• **GOAL**
Pull out each line from the rows below that contains the word "sign".

• **SOURCE DATA**
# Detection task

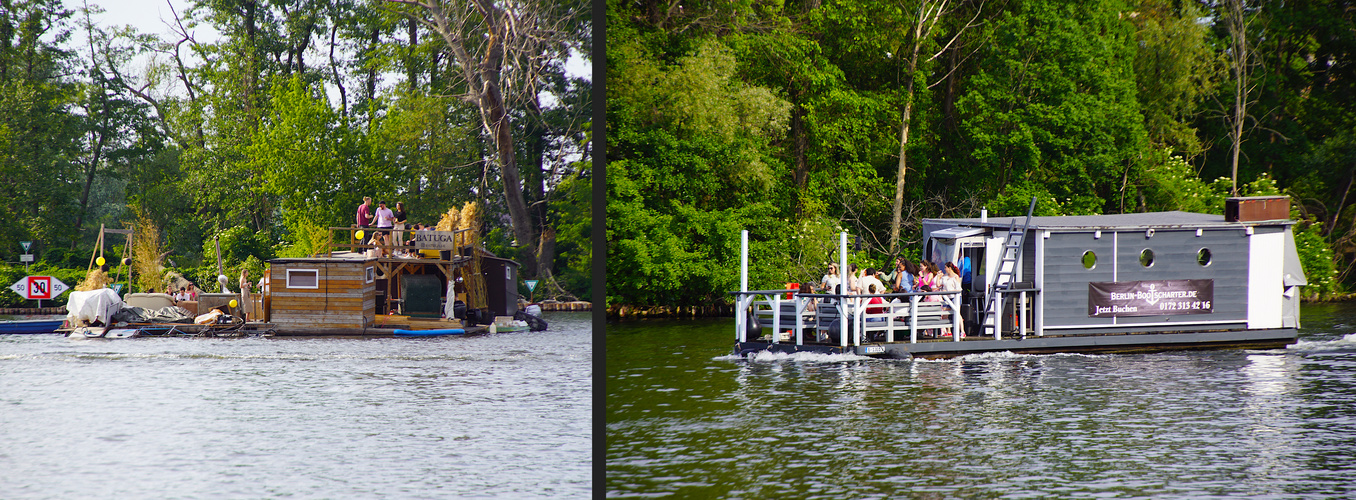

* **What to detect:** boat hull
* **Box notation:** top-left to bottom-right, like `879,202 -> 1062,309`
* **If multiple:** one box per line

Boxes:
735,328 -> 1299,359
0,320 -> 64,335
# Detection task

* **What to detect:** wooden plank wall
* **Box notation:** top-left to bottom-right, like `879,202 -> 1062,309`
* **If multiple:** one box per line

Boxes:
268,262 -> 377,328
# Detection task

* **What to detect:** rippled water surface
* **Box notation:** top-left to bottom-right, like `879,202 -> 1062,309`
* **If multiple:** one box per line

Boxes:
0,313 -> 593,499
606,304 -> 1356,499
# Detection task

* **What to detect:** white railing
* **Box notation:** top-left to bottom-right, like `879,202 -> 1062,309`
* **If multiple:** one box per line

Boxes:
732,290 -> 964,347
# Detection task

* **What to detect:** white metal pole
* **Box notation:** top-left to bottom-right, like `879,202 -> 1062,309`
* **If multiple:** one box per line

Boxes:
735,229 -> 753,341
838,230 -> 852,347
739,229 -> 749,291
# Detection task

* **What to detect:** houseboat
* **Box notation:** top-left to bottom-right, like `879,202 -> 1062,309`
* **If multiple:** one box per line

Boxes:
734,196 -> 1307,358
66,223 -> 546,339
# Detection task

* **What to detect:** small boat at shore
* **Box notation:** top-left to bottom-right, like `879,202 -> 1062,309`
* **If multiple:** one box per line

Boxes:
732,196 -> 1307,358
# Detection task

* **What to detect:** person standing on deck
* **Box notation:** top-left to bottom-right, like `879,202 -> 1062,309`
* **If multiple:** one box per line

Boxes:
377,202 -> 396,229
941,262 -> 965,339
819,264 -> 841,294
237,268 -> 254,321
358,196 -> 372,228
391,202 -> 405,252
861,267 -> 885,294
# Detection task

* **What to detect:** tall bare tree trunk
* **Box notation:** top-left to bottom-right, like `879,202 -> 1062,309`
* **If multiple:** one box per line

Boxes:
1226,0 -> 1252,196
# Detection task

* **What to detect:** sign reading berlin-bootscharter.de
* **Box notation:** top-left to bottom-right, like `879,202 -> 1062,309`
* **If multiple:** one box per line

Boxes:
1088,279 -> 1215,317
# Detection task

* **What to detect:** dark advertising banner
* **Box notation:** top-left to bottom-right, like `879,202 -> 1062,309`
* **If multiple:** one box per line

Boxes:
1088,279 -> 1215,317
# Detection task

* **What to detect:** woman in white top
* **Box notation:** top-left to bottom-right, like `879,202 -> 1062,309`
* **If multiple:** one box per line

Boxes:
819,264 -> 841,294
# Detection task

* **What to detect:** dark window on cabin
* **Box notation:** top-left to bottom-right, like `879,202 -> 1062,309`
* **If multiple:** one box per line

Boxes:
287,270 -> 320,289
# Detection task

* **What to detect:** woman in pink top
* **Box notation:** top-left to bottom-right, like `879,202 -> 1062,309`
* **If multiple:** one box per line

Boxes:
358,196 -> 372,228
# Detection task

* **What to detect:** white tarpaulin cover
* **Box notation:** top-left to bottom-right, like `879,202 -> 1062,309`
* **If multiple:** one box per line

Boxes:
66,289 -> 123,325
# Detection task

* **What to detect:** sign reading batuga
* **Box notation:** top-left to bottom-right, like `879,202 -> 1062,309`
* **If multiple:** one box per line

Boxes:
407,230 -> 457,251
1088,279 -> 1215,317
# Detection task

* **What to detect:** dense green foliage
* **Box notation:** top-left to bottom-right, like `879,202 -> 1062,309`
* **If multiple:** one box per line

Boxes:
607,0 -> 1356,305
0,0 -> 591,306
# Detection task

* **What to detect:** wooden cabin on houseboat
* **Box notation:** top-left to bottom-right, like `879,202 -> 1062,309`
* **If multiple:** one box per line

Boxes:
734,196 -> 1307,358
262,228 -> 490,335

• **CORRECT RESPONSE**
* **What to detect:** sign reading berlin-bootscharter.de
* **What to detect:** sign reading batuga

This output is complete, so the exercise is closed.